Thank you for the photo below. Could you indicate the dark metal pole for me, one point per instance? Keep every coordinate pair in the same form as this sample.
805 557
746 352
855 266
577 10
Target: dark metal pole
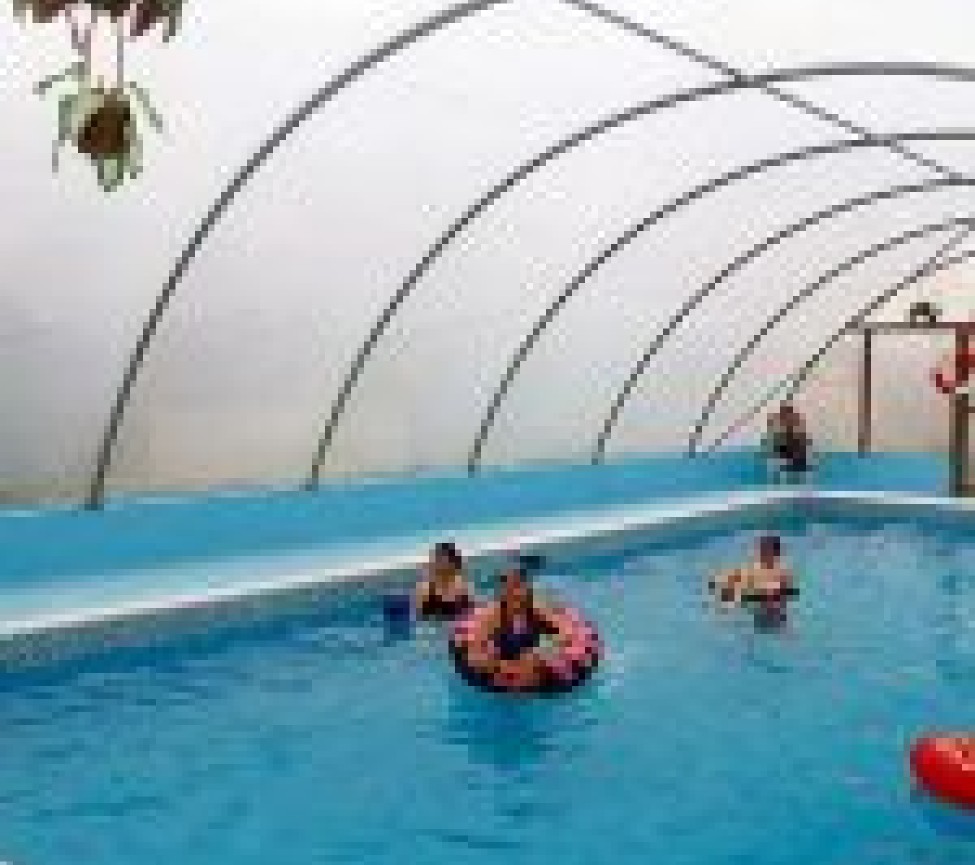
866 395
962 414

## WHAT YOU HAVE TO DO:
Your copy should restate every record word for word and contain no pictures.

## ANSWER BELOW:
Thank you for the photo below. Could you indicate the dark metal pole for me, one point per instance? Keep every coordinate pair in the same form as this sample.
805 557
746 352
855 266
577 10
Target: dark metal pole
866 395
962 414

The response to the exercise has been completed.